*REQUIRED WORK:* Pull out every line of the listing below that contains the word "building", and copy each one.

*ENTRIES:*
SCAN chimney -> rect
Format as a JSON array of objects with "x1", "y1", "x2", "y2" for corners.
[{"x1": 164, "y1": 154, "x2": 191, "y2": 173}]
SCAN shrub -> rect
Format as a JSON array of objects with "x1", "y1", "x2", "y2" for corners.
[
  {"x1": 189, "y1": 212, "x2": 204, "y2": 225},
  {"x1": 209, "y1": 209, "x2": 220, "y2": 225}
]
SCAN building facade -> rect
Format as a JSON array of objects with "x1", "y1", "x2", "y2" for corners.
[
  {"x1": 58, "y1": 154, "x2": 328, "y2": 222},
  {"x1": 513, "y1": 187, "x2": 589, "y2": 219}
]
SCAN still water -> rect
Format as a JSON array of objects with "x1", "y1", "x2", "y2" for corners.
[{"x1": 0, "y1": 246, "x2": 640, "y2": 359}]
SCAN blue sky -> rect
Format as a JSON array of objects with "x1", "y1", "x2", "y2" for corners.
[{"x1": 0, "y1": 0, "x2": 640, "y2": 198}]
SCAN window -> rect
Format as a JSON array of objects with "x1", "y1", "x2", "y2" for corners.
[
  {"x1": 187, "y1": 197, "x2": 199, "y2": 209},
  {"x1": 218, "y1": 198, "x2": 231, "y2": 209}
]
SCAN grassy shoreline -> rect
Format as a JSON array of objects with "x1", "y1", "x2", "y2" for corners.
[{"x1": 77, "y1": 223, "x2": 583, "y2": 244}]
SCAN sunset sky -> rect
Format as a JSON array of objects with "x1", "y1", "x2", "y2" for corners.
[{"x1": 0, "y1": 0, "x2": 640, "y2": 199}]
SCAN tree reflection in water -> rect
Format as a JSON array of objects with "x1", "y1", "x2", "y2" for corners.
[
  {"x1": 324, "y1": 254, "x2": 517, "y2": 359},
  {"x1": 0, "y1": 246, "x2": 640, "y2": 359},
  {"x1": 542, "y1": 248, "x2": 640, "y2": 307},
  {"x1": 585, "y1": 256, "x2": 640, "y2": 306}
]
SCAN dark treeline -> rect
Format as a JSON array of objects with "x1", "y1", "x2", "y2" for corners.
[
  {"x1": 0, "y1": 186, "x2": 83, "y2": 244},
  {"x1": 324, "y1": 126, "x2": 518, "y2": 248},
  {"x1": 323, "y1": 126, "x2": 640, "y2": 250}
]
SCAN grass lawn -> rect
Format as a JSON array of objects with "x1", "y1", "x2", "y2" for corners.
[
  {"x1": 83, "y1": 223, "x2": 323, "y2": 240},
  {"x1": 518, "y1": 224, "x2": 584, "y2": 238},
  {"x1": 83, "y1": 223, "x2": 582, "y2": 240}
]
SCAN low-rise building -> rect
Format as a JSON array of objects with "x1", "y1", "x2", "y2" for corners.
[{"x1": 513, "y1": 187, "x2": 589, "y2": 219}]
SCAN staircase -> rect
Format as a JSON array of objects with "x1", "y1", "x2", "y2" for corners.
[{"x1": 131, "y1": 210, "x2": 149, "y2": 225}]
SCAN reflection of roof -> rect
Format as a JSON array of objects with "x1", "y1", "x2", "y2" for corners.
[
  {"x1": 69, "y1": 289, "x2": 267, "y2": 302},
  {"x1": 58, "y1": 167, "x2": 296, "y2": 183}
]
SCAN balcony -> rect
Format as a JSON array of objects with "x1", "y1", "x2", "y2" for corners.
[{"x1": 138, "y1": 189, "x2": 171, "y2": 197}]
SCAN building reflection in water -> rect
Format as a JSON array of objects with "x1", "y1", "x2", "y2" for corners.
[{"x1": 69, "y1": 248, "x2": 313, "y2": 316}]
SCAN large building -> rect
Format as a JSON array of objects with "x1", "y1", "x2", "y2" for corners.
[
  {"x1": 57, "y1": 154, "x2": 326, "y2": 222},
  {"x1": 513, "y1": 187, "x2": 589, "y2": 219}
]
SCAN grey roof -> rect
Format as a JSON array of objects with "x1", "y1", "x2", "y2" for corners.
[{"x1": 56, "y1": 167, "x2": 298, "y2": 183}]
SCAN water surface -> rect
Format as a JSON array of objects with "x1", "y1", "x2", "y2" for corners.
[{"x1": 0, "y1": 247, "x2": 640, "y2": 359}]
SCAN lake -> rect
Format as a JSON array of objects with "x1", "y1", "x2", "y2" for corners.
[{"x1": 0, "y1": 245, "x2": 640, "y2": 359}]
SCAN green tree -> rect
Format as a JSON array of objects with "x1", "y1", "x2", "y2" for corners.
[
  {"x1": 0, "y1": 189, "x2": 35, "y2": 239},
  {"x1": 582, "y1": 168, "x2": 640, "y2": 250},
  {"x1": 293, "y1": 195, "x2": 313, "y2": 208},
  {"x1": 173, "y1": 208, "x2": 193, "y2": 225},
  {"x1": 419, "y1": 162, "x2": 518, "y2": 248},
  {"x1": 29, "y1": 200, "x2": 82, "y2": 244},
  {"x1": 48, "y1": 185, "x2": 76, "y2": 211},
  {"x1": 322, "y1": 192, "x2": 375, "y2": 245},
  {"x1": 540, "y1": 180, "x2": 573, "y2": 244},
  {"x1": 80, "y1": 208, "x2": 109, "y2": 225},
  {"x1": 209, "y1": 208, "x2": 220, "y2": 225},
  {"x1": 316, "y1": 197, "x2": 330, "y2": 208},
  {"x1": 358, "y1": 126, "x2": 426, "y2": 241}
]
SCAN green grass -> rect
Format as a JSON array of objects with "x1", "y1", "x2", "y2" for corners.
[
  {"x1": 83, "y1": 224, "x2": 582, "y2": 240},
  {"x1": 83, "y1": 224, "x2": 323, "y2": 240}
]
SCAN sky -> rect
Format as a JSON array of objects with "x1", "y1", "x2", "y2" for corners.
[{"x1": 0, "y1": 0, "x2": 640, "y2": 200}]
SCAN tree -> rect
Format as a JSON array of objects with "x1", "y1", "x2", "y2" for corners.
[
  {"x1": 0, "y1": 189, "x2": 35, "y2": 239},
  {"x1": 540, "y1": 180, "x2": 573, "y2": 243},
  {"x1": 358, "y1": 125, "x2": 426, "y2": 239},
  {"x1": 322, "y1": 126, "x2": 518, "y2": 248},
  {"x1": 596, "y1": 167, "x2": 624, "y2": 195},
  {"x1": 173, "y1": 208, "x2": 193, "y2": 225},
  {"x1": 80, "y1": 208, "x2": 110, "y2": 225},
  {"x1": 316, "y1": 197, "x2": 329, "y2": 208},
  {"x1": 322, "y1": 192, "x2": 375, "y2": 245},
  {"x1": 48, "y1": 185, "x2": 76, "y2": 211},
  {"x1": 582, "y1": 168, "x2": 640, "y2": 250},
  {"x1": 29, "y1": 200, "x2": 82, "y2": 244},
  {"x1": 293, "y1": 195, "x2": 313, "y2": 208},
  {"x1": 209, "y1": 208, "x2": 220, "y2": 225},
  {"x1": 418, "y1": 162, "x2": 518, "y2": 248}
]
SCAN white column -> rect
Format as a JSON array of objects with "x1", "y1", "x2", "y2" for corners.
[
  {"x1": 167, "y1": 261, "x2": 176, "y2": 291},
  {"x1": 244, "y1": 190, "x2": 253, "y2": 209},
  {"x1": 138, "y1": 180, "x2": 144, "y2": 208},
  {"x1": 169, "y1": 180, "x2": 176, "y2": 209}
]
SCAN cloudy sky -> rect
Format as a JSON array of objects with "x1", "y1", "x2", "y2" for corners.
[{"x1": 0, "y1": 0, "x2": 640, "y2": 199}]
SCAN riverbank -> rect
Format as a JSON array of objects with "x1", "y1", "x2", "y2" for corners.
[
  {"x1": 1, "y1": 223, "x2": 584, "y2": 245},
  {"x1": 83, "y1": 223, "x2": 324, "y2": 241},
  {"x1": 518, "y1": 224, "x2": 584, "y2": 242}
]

==

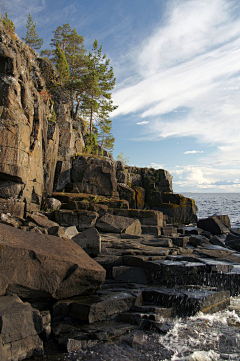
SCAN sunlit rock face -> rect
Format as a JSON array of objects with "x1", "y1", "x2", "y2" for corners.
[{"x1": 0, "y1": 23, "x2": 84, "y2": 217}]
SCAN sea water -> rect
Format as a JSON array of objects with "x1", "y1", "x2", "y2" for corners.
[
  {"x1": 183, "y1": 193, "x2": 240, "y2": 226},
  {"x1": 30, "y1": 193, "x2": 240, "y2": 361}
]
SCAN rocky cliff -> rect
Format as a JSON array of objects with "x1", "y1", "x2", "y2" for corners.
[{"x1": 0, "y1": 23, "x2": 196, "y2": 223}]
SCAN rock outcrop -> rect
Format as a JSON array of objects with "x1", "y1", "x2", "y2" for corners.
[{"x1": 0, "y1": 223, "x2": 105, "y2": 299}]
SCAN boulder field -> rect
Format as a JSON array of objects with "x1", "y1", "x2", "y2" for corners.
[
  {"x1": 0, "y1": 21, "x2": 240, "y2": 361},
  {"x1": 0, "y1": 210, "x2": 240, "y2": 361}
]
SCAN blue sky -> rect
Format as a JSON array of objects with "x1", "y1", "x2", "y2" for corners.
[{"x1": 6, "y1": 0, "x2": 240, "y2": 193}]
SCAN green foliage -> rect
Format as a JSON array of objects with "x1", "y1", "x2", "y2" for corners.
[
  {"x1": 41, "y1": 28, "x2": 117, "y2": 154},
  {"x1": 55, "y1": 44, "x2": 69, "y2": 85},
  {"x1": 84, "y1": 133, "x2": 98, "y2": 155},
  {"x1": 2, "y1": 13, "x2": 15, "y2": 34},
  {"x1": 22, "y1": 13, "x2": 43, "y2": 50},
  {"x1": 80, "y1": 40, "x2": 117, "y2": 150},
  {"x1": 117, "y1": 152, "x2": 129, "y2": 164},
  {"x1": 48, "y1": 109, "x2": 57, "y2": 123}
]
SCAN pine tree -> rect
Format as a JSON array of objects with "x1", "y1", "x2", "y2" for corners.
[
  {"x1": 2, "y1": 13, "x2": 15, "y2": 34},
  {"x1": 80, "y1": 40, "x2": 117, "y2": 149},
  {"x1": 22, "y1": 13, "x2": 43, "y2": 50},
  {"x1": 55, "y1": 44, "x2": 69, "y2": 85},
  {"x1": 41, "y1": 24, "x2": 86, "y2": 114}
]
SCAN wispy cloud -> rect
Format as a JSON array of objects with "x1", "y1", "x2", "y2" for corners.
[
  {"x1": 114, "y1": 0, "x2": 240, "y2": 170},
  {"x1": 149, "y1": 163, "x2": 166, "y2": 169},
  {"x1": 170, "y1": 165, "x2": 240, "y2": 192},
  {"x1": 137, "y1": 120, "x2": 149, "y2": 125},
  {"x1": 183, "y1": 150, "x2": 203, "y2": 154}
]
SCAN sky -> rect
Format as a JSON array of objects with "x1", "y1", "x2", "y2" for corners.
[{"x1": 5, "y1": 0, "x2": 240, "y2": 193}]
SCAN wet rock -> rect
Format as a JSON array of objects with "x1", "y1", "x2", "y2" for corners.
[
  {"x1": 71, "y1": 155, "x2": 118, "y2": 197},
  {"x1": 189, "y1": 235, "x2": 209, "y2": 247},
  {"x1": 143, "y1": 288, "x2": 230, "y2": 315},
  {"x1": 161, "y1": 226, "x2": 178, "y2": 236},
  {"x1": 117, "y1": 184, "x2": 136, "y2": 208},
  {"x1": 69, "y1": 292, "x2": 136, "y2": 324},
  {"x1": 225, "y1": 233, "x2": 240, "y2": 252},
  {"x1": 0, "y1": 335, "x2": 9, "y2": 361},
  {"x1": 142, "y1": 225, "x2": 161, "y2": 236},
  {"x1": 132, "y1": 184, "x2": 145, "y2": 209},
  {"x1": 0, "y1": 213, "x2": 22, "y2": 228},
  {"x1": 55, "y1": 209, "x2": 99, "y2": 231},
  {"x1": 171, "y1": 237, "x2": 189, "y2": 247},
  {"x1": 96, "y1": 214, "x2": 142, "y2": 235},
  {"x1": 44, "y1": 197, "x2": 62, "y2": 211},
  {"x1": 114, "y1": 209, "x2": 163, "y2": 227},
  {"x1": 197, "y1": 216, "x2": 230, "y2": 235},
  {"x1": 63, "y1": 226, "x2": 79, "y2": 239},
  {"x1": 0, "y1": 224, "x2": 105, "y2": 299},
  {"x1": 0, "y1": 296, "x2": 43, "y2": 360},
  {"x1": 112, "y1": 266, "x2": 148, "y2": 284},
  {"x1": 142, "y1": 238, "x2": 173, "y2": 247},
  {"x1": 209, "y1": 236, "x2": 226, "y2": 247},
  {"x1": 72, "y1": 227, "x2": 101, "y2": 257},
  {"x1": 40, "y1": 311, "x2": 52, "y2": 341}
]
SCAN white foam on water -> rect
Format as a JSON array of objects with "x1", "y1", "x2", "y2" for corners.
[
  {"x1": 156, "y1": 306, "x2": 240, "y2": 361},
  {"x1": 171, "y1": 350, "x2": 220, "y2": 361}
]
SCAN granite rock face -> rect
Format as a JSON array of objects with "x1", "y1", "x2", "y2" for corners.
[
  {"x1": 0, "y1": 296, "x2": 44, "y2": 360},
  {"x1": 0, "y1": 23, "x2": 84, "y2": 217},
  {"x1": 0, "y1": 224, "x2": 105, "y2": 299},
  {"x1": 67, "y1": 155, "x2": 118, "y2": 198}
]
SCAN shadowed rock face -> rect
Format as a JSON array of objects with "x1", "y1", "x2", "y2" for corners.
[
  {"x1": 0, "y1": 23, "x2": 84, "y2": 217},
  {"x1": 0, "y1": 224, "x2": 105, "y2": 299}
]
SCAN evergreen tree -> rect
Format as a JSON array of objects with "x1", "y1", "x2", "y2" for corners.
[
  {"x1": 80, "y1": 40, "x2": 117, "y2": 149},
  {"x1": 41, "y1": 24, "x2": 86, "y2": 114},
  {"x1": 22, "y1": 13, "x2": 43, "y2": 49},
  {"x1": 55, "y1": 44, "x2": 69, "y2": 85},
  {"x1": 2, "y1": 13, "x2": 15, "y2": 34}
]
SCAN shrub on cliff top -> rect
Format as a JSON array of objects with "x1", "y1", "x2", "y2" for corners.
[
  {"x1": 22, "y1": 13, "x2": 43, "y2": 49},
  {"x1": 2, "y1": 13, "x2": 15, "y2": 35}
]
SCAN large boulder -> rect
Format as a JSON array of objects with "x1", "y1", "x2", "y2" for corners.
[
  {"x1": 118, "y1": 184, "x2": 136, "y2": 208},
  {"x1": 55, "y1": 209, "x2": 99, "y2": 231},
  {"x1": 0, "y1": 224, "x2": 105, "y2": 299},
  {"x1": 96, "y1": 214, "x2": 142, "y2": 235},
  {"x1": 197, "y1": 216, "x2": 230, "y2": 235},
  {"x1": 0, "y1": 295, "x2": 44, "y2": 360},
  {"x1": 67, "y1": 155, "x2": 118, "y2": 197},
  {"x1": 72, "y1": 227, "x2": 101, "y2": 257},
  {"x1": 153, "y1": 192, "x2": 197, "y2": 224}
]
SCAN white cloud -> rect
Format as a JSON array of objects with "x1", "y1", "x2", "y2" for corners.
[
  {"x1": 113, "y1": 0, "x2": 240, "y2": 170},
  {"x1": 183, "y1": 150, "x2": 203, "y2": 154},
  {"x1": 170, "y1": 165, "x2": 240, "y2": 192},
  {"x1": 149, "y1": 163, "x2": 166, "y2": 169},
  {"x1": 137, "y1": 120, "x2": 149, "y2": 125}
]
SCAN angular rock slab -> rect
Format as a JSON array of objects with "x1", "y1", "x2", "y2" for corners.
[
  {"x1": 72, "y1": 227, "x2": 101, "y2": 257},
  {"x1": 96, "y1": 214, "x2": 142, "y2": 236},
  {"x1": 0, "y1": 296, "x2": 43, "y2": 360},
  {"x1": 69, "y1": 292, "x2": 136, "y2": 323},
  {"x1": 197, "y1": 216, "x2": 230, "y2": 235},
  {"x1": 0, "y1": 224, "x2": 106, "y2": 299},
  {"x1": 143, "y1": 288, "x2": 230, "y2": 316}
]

*ANSWER TO THIS PROBLEM:*
SCAN building facade -> rect
SCAN low-rise building -> rect
SCAN building reflection in water -> rect
SCAN large building -> rect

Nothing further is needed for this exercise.